===== PROVIDED INFORMATION

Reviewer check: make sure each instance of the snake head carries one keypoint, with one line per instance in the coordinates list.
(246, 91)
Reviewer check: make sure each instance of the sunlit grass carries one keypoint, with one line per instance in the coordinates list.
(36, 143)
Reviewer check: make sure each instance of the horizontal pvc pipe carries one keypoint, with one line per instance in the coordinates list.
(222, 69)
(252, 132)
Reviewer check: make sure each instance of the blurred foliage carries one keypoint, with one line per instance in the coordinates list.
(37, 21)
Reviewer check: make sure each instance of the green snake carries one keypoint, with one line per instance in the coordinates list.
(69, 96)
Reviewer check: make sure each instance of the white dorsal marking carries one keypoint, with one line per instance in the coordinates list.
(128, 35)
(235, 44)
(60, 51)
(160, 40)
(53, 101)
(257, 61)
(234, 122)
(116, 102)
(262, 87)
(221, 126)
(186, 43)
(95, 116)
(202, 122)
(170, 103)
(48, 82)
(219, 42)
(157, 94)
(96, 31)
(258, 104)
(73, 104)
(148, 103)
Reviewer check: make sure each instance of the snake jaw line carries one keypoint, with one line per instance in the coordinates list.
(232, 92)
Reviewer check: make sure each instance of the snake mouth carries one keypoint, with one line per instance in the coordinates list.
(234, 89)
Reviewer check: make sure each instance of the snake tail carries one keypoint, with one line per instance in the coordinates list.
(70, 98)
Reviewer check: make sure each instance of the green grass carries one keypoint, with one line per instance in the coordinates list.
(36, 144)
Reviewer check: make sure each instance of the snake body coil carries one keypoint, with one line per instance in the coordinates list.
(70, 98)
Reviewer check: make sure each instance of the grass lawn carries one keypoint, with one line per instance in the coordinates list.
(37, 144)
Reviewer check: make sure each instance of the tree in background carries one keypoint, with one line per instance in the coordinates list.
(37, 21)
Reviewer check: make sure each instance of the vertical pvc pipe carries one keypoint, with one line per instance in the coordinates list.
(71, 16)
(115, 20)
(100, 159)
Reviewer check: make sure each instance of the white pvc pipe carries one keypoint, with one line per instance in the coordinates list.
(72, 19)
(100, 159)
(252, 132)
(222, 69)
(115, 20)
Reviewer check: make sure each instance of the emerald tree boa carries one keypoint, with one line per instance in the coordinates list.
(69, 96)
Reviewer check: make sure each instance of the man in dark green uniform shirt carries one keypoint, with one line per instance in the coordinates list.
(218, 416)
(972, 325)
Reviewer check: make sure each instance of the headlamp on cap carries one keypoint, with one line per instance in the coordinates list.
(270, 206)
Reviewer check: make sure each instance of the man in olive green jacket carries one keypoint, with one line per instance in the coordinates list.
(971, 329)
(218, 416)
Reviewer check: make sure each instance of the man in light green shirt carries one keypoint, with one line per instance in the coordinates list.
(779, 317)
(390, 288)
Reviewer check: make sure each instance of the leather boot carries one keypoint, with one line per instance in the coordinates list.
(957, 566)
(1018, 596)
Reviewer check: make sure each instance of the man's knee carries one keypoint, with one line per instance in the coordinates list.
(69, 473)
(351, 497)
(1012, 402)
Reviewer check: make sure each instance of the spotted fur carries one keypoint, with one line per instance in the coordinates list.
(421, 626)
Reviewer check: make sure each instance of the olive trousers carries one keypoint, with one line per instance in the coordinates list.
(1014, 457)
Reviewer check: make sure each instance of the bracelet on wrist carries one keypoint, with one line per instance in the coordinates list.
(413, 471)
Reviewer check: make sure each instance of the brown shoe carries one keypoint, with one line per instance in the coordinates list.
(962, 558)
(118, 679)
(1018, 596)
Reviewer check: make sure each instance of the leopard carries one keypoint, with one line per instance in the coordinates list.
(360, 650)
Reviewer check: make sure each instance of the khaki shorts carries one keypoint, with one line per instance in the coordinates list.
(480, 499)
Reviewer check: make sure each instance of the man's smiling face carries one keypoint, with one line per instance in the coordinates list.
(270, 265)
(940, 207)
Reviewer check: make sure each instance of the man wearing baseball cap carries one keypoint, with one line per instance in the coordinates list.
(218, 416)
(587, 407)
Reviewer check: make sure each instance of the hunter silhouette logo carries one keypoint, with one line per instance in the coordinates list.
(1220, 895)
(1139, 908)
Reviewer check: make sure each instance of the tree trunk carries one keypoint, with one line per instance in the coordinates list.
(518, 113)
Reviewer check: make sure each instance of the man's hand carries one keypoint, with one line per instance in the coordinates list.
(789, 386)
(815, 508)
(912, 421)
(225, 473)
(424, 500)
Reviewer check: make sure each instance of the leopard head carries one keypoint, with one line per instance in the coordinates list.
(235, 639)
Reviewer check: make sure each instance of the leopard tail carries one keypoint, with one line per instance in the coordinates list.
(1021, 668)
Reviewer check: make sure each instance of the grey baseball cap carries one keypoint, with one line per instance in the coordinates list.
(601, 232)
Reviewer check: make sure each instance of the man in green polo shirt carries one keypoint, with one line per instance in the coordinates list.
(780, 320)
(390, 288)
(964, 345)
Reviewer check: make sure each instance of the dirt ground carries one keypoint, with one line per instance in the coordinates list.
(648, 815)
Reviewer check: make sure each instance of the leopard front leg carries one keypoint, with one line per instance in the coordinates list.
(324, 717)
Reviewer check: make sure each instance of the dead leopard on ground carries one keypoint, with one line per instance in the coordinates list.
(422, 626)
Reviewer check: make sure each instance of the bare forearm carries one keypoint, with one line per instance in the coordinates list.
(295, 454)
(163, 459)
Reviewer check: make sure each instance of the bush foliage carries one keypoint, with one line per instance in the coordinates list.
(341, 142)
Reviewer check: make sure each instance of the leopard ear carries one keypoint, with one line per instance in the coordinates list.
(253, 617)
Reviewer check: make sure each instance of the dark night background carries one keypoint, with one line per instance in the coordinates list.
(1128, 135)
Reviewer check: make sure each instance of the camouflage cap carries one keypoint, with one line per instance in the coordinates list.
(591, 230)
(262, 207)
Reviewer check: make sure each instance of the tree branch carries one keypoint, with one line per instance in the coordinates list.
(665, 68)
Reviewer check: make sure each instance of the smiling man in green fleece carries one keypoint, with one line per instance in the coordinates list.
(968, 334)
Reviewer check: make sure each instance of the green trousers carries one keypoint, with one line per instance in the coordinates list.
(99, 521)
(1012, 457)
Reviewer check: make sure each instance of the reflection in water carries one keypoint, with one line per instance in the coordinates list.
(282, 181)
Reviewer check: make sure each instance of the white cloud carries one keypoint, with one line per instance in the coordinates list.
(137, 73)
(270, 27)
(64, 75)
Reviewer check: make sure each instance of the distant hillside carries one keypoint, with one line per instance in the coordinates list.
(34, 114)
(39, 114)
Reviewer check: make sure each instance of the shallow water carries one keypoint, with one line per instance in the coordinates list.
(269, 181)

==========

TASK REQUIREMENTS -> Restate exactly the lines running from the line with "Reviewer check: make sure each instance of the reflection" to the end of the entries above, both ends included.

PROBLEM SOLUTION ->
Reviewer check: make sure each instance of the reflection in water carries one keypoint, with one line per instance in the coordinates list.
(282, 181)
Reviewer check: make sure each instance of the white cloud carries one keypoint, with one line per instance in the coordinates list.
(137, 73)
(270, 27)
(64, 75)
Reviewer check: make sure each instance of the distant hillside carries one keypoint, with one line per instance in the coordinates list.
(34, 114)
(39, 114)
Reviewer check: make sure each instance of the shallow water carries one keypoint, with one line per instance in the coordinates list.
(269, 181)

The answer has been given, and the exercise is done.